Quote, without change, all of the lines that follow.
# # # # #
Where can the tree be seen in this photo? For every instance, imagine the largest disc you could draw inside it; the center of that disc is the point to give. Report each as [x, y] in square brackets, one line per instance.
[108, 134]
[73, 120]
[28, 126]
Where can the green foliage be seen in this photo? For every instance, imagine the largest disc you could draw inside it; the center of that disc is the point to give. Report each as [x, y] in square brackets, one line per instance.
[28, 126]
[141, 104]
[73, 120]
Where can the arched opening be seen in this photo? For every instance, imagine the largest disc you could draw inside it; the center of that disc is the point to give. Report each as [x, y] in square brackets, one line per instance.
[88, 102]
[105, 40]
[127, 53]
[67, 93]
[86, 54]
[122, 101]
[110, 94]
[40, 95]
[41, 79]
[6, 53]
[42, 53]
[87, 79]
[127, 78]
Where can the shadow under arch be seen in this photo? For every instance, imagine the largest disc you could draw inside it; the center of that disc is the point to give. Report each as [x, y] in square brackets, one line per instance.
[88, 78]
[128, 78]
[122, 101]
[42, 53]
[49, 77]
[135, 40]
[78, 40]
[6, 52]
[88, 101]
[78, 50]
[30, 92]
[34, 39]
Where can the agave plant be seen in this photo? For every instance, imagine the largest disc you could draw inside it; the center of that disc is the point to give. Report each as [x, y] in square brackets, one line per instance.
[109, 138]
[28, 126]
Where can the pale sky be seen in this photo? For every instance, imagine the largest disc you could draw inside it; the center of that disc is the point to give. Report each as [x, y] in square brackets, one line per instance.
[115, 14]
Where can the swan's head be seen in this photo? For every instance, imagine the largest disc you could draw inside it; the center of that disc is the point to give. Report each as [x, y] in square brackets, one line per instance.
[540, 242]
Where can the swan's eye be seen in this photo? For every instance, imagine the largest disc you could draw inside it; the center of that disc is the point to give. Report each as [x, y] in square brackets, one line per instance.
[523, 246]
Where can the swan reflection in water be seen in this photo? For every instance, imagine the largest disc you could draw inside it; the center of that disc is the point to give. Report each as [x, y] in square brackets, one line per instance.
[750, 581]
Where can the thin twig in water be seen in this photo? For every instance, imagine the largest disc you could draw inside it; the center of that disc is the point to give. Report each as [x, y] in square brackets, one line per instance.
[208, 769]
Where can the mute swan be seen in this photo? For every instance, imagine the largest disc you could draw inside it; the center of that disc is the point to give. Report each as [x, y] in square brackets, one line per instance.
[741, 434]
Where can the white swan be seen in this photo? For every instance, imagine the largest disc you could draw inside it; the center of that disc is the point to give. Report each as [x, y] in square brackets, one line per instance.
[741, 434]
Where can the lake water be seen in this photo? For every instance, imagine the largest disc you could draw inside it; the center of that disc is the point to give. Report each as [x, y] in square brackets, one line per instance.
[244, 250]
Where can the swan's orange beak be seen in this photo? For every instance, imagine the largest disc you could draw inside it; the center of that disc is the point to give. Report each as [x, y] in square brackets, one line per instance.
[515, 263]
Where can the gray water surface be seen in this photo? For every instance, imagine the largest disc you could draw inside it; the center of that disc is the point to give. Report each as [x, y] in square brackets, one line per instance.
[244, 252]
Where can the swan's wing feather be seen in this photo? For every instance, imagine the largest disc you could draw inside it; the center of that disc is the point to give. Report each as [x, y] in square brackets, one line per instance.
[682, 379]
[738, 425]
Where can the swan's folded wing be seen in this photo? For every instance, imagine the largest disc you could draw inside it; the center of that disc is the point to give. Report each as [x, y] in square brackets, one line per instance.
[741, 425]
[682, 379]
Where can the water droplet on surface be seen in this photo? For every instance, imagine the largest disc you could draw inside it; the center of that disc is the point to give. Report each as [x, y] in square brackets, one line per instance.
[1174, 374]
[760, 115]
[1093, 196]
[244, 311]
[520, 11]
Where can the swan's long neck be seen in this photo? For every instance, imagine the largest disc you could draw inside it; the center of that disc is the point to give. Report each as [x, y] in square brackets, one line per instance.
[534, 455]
# # # # #
— RESULT OF THE TASK —
Where can the tree be seen in this photo? For every instance, imagine the largest disc you could draw inside it; the center of that disc is the point to give. Report each as [x, y] in square brackets, one line per instance.
[108, 134]
[73, 120]
[28, 126]
Where can the green foliage be seen in this photo? For every instance, imagine the largest disc you could draw inside it; the center of that disc is the point to give. Report each as [x, y] in square brackets, one line per instance.
[28, 126]
[141, 104]
[73, 120]
Where can the arched opening be seen in this photo? For every instance, imagine the largest disc you could draw inside it; the center of that disc is the point to give. Report each as [x, y] in square brackets, one line per instance.
[88, 102]
[105, 40]
[127, 53]
[67, 93]
[86, 54]
[122, 101]
[110, 94]
[40, 95]
[41, 79]
[6, 53]
[42, 53]
[87, 79]
[127, 78]
Where can the shadow under arch be seen in this photo? For every instance, imagine the largest disc you could draw inside it; the center of that disc is the point to give. Report each as [x, y] in square brackets, one line per instance.
[88, 78]
[128, 78]
[122, 101]
[42, 53]
[49, 77]
[135, 40]
[78, 40]
[6, 52]
[88, 101]
[78, 50]
[30, 92]
[34, 39]
Where can the agave plant be seen in this photo? For every instance, imagine the largest disc you could draw inside it; the center of that disc is the point to give. Report each as [x, y] in square brackets, one line per instance.
[109, 138]
[28, 126]
Where can the pale sky be seen in this photo? For every instance, imagine the largest disc you could draw inside it; the center of that disc is the point to give. Report each as [x, y] in square brackets, one line per instance.
[115, 14]
Where can the swan's head be seen in this photo? For every instance, imagine the largest disc you could draw inside it; the center of that disc is the point to give. Report each as [x, y] in square brackets, one line per instance.
[540, 242]
Where can the swan's eye be seen in this photo? For every instance, imagine the largest disc you could draw inside it; the center of that disc is the point to give. Report each as [x, y] in square brackets, one line per instance.
[523, 246]
Where can the swan reflection in water be seen in this photo? For every instance, imagine the largest disc you could draw inside it; the center of that disc is the point to give. Report each as [x, y] in square brackets, one line per instance.
[750, 581]
Where can the thin twig in water be seen in this photo? For every instance, imagine the largest disc you could draw inside it; the center of that disc is the point to give. Report each as [x, y] in square brackets, one line per instance.
[208, 769]
Where can the mute swan be seen in this photo? For every instance, imagine the largest disc you could draw inside it; the center of that disc is the point to give. Report each as [x, y] in square brackets, one line per instance.
[741, 434]
Where can the white swan be seen in this photo? For every instance, imagine the largest disc you could draw inside it; the center of that disc is the point to give. Report each as [x, y] in square brackets, one line per instance.
[741, 434]
Where can the lake water be seen in this photo? For every instance, imagine the largest disc you could draw inside it; the center of that disc is the point to give. Report each as [x, y] in square brackets, one line per instance.
[244, 250]
Where can the swan's orange beak be seen in this photo? For every instance, imagine the largest disc you could draw inside it; the center of that disc is the point to give. Report each as [x, y] in square brackets, one line per instance.
[515, 263]
Where can the gray water surface be seen in this photo? For every instance, imagine the largest disc you could draw inside it; the center of that disc is the point to give. Report each as [x, y] in square brackets, one line per instance.
[244, 252]
Where can the swan's wing feather be seen in this photo? For every instance, imagine the largest disc you could draw inside it; the center of that disc is the point to give. Report each as [x, y] in square brackets, one line per instance.
[682, 379]
[738, 425]
Where can the swan's folded wing be seen in this photo? For every instance, imagine the largest disc you could draw inside it; the center of that disc is the point to give. Report each as [x, y] in square brackets, one line per instance.
[741, 425]
[682, 379]
Where can the water droplet on surface be seen in this photo? For every instance, imagine the largest disc you could draw inside it; the center of that disc is the point to give. Report each as [x, y] in square brackets, one line per instance.
[1174, 374]
[760, 115]
[1093, 196]
[244, 311]
[520, 11]
Where can the swan's long neck be seen in this photo? For every instance, imagine the largest disc you could draw inside it; the center of that disc is the point to give. Report each as [x, y] in square brackets, one line per instance.
[534, 455]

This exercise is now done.